[Source entries]
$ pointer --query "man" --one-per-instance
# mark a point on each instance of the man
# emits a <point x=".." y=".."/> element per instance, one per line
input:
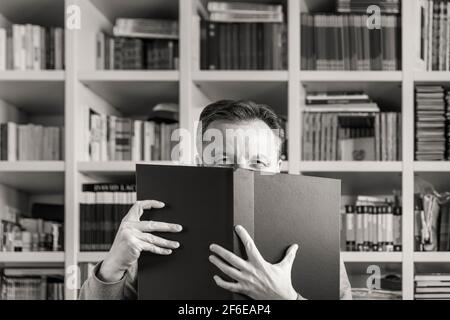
<point x="116" y="276"/>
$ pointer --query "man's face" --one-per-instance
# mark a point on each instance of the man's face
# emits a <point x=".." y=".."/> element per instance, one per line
<point x="250" y="145"/>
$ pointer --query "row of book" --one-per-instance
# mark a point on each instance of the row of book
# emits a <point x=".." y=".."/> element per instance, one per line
<point x="432" y="140"/>
<point x="360" y="6"/>
<point x="432" y="286"/>
<point x="348" y="126"/>
<point x="120" y="53"/>
<point x="243" y="46"/>
<point x="372" y="227"/>
<point x="345" y="42"/>
<point x="220" y="11"/>
<point x="431" y="223"/>
<point x="122" y="139"/>
<point x="435" y="35"/>
<point x="41" y="230"/>
<point x="32" y="284"/>
<point x="102" y="208"/>
<point x="30" y="142"/>
<point x="31" y="47"/>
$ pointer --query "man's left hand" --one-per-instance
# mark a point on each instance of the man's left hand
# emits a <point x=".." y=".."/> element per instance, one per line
<point x="255" y="277"/>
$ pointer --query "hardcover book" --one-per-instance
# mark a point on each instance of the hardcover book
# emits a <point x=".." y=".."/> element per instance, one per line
<point x="277" y="211"/>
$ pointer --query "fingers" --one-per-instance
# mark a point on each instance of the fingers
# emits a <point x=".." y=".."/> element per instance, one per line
<point x="229" y="257"/>
<point x="226" y="269"/>
<point x="249" y="244"/>
<point x="230" y="286"/>
<point x="289" y="258"/>
<point x="158" y="241"/>
<point x="136" y="211"/>
<point x="149" y="247"/>
<point x="156" y="226"/>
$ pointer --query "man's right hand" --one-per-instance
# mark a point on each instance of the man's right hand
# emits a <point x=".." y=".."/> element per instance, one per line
<point x="133" y="237"/>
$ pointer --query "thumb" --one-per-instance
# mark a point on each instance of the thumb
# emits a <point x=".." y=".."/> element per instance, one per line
<point x="289" y="258"/>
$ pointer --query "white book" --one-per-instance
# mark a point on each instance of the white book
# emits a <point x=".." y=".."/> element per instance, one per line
<point x="12" y="141"/>
<point x="3" y="43"/>
<point x="100" y="61"/>
<point x="36" y="48"/>
<point x="432" y="277"/>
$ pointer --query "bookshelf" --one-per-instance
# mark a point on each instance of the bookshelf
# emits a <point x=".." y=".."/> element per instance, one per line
<point x="65" y="93"/>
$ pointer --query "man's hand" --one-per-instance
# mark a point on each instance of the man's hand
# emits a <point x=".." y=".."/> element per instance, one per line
<point x="135" y="236"/>
<point x="255" y="277"/>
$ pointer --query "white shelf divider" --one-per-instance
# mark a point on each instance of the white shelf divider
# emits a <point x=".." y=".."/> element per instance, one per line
<point x="31" y="257"/>
<point x="395" y="257"/>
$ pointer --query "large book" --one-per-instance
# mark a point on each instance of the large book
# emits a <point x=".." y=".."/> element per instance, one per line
<point x="266" y="205"/>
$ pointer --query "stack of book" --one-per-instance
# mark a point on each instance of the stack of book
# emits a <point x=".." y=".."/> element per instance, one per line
<point x="32" y="284"/>
<point x="25" y="233"/>
<point x="435" y="35"/>
<point x="430" y="123"/>
<point x="243" y="36"/>
<point x="360" y="6"/>
<point x="102" y="208"/>
<point x="348" y="126"/>
<point x="435" y="286"/>
<point x="139" y="44"/>
<point x="344" y="42"/>
<point x="31" y="47"/>
<point x="30" y="142"/>
<point x="122" y="139"/>
<point x="431" y="228"/>
<point x="372" y="224"/>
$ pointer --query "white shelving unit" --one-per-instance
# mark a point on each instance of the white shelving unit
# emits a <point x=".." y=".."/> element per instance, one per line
<point x="66" y="93"/>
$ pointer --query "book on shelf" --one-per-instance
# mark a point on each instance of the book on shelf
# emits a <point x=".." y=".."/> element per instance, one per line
<point x="102" y="208"/>
<point x="244" y="12"/>
<point x="431" y="223"/>
<point x="31" y="47"/>
<point x="132" y="53"/>
<point x="113" y="138"/>
<point x="31" y="142"/>
<point x="20" y="232"/>
<point x="32" y="284"/>
<point x="360" y="6"/>
<point x="372" y="224"/>
<point x="235" y="37"/>
<point x="146" y="28"/>
<point x="432" y="286"/>
<point x="434" y="44"/>
<point x="431" y="123"/>
<point x="349" y="127"/>
<point x="345" y="42"/>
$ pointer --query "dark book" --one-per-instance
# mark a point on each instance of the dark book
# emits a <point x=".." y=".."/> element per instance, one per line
<point x="266" y="205"/>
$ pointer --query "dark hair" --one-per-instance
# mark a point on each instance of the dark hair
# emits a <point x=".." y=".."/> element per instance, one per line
<point x="242" y="110"/>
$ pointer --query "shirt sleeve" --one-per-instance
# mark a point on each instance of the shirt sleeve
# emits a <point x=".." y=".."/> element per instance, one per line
<point x="345" y="287"/>
<point x="124" y="289"/>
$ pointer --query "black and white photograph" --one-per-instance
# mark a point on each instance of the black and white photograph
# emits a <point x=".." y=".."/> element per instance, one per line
<point x="219" y="155"/>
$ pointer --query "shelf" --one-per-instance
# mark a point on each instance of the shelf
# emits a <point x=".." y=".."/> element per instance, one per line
<point x="161" y="9"/>
<point x="432" y="166"/>
<point x="371" y="256"/>
<point x="32" y="166"/>
<point x="36" y="92"/>
<point x="86" y="257"/>
<point x="432" y="76"/>
<point x="146" y="90"/>
<point x="31" y="257"/>
<point x="340" y="166"/>
<point x="432" y="257"/>
<point x="130" y="76"/>
<point x="240" y="76"/>
<point x="36" y="177"/>
<point x="41" y="12"/>
<point x="28" y="76"/>
<point x="351" y="76"/>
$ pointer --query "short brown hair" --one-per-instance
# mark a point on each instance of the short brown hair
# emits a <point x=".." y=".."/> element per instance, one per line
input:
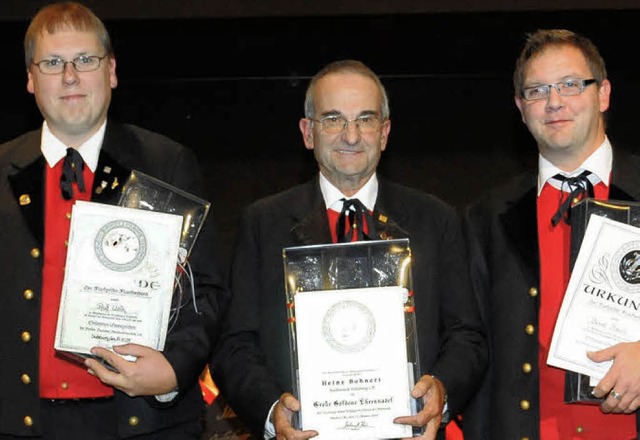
<point x="64" y="16"/>
<point x="541" y="39"/>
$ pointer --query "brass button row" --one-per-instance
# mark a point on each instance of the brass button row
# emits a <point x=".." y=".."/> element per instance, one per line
<point x="25" y="336"/>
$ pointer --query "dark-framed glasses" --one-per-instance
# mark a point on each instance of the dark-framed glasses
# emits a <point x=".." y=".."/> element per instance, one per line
<point x="567" y="87"/>
<point x="334" y="124"/>
<point x="82" y="63"/>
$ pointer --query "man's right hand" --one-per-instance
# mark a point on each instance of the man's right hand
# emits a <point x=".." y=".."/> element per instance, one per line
<point x="283" y="416"/>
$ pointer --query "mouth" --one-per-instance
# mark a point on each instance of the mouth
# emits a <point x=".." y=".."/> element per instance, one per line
<point x="349" y="152"/>
<point x="557" y="122"/>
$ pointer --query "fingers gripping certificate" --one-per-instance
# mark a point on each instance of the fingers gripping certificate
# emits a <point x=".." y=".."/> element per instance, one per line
<point x="601" y="306"/>
<point x="352" y="354"/>
<point x="119" y="277"/>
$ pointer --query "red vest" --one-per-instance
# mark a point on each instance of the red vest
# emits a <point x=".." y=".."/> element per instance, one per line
<point x="59" y="378"/>
<point x="558" y="420"/>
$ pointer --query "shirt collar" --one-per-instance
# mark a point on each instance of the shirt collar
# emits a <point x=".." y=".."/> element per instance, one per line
<point x="54" y="149"/>
<point x="599" y="163"/>
<point x="332" y="195"/>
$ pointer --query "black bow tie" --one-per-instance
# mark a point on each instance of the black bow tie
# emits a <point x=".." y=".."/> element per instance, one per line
<point x="353" y="217"/>
<point x="72" y="168"/>
<point x="575" y="187"/>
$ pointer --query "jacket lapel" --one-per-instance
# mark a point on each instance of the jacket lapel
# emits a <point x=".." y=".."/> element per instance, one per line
<point x="109" y="177"/>
<point x="519" y="221"/>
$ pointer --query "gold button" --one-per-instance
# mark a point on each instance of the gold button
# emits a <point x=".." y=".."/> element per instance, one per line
<point x="24" y="199"/>
<point x="25" y="336"/>
<point x="529" y="329"/>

**Work required**
Return every line of the entries above that contains the string "thumb", with case counting.

**Complete output**
$ pointer --query "thumb" --one-per-instance
# mark a point on each instance of the thumb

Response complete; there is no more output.